__Required work__
Collect every line of the listing that contains the word "swoosh".

Data provided start

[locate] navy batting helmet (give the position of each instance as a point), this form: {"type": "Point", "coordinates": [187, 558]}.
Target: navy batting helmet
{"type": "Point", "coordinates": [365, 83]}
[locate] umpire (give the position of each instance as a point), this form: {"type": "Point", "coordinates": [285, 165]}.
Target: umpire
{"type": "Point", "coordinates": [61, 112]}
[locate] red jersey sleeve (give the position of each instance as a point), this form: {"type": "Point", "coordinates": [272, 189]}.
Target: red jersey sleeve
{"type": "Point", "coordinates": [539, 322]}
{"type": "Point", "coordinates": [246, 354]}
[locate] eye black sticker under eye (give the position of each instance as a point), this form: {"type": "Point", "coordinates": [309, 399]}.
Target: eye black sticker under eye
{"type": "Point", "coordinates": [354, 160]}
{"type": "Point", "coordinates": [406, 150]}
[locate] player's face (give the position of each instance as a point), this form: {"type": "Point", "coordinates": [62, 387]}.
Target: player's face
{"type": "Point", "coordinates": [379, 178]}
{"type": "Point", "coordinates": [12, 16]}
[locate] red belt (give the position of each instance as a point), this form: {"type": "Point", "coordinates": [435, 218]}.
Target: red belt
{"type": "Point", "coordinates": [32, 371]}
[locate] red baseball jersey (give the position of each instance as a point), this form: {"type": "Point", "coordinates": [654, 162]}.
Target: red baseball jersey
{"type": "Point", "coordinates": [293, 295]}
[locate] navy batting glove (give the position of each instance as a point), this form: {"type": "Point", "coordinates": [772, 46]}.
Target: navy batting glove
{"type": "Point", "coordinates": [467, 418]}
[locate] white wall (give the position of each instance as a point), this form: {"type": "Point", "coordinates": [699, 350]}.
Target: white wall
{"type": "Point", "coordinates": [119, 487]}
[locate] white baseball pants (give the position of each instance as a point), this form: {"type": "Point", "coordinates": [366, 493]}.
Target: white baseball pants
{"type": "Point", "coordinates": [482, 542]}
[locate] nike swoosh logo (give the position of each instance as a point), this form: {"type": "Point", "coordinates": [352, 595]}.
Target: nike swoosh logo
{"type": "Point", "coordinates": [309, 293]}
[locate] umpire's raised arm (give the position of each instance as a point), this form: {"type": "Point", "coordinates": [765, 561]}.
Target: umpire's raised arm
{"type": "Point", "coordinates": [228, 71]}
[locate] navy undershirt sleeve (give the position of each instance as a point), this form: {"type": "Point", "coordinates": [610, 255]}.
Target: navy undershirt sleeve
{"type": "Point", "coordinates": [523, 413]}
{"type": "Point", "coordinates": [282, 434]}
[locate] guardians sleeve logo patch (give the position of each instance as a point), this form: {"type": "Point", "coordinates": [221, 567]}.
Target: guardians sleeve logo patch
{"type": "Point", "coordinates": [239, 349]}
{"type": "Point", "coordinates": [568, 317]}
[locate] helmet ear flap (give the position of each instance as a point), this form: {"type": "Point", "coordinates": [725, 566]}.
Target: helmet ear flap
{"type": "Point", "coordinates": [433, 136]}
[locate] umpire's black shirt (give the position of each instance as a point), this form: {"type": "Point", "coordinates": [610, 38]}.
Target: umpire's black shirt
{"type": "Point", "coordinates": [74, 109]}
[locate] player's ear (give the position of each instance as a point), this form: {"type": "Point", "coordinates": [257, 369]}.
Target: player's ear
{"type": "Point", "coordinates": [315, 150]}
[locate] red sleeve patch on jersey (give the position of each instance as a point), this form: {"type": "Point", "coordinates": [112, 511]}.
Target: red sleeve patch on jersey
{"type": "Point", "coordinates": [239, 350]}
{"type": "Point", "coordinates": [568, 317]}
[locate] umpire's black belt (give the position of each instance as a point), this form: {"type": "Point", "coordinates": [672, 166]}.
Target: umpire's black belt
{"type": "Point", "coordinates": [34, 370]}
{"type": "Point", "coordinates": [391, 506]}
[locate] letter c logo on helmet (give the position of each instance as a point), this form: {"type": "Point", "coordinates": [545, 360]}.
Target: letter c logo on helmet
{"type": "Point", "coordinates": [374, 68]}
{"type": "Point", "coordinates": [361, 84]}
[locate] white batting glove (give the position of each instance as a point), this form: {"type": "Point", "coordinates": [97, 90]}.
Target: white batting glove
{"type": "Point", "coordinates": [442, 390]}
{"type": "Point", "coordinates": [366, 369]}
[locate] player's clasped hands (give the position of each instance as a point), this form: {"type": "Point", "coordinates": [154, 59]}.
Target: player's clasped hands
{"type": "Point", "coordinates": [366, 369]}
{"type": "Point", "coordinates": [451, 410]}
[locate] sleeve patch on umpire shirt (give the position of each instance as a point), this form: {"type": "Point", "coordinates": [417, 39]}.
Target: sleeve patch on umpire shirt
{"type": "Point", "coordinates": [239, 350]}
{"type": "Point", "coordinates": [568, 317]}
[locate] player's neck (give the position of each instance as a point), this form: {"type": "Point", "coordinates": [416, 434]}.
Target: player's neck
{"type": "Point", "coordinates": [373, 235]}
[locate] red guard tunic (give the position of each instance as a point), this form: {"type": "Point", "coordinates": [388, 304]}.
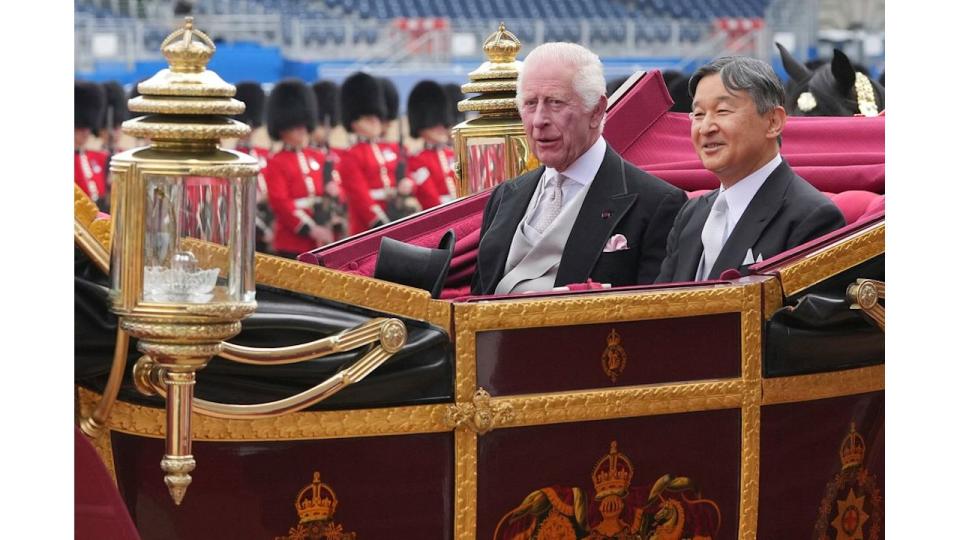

Data provided end

__Result of this task__
[locate] nike swoosh logo (give the position of each instance as a point), this form: {"type": "Point", "coordinates": [352, 595]}.
Target: nike swoosh logo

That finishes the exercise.